- _SELECTED EXCERPT_
● ● ● ● ● ● ●
Is It Time for You to Light a Way?
The forces of darkness have descended and you, a Guardian, must venture out and destroy the dark beings with your magical powers and radiating goodness.
If you were to search for this term on the computer at the front desk of the library of video games there would be ten thousand results. A radical take on the mythology of light and dark Light a Way is not.
But it's original in other ways. Playing as a little girl, you have to destroy an endless succession of evil blobs to earn points to spend on upgrading your character and acquiring new creatures to add to your party. These magical creatures drift and float around you like colorful, deadly lanterns.
The further you get, the more powerful you become, but the monsters you encounter become more resilient too, placing you in a magic-fuelled arms race with the forces of evil.
Playing as a little girl, you have to destroy an endless succession of evil blobs to earn points to spend on upgrading your character and acquiring new creatures to add to your party.
The Good
Light a Way is beautiful, from the polished text-free comic book intro to the artsy in-game visuals. The light and dark motif allows for a gorgeous ethereal aesthetic where fairies and lumis dance around like colorful fireflies, shooting out beams of light at your enemies.
● ● ● ● ● ● ●
- _INFORMATION PROVIDED_
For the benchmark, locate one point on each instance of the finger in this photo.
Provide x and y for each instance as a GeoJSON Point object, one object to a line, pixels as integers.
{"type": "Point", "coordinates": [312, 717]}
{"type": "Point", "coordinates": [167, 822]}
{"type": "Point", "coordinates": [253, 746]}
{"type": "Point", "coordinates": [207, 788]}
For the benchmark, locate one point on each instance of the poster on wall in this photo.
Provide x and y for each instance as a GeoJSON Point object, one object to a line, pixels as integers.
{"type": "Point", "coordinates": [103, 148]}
● ● ● ● ● ● ●
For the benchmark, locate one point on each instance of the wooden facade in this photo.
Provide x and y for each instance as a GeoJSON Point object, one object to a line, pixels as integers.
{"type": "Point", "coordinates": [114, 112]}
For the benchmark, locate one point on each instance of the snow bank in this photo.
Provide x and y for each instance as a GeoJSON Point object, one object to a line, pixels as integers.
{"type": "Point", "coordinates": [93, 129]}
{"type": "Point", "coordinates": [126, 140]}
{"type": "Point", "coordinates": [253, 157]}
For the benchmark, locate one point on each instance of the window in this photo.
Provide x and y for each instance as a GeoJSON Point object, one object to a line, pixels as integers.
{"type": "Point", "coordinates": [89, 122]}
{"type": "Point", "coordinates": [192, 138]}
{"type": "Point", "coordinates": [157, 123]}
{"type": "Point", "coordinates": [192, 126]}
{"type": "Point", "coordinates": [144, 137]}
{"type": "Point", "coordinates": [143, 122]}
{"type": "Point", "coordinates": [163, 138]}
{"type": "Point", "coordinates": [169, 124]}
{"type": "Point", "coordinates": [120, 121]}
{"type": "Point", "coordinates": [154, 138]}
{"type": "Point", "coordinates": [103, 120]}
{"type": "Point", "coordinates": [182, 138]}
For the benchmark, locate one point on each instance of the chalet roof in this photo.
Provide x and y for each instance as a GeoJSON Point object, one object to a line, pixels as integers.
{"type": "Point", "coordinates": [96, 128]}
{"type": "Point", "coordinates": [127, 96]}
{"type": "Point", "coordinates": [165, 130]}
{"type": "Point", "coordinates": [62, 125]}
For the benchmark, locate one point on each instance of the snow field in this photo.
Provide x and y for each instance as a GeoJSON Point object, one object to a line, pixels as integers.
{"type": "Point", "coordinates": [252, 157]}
● ● ● ● ● ● ●
- _TASKS FOR THIS EXERCISE_
1. In the Light a Way review, who does the player play as?
2. List every phrase the Light a Way review uses to refer to the foes the player fights.

- _TASK RESPONSES_
1. A little girl.

2.
- the forces of darkness
- the dark beings
- evil blobs
- the monsters
- the forces of evil
- your enemies